__PROBLEM REQUIREMENTS__.
Could you update the data in the stretch from the line containing "tree by giving the bounding box." through the line containing "[0,5,63,22]" so that "power line" becomes "utility cable", keeping everything else unchanged and returning only those lines?

::: RECORDS :::

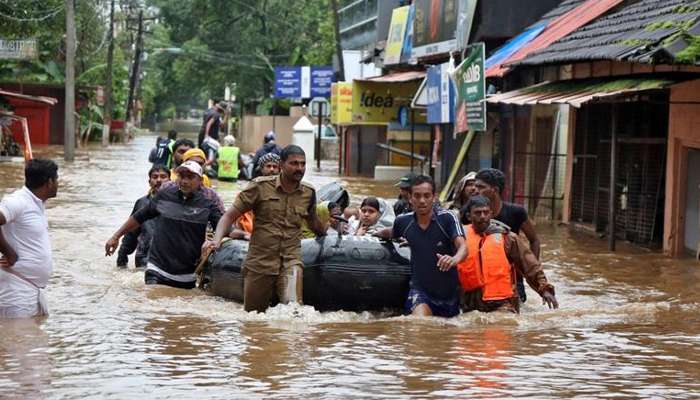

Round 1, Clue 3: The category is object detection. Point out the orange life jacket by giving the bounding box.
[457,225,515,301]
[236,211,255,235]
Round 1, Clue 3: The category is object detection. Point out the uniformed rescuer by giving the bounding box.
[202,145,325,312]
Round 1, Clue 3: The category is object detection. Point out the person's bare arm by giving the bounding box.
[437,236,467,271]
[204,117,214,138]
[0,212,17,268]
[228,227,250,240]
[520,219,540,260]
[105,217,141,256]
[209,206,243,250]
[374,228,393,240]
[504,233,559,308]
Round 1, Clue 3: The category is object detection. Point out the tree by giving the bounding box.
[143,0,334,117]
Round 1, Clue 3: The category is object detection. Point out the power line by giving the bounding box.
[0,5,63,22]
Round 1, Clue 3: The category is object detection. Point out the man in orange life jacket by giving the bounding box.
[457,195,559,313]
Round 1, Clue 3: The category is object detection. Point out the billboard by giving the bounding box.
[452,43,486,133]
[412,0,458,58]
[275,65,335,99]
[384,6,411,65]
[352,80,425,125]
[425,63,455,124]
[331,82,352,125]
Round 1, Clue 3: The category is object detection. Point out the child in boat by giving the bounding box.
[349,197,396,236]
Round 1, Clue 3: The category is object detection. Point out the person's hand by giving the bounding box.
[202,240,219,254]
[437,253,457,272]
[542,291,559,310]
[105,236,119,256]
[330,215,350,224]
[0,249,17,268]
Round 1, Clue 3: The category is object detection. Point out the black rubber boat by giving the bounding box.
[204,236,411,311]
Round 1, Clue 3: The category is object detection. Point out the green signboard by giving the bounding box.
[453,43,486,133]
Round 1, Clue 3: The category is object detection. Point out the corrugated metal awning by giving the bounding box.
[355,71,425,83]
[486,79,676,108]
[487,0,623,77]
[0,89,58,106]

:::

__SOLUTION FOR THIS PROBLEM__.
Round 1, Clue 3: The category is object detection. Point out the tree by giving the bounding box.
[143,0,334,117]
Round 1, Clue 3: The category is object detection. Point out the utility cable by giving the bounding box.
[0,5,63,22]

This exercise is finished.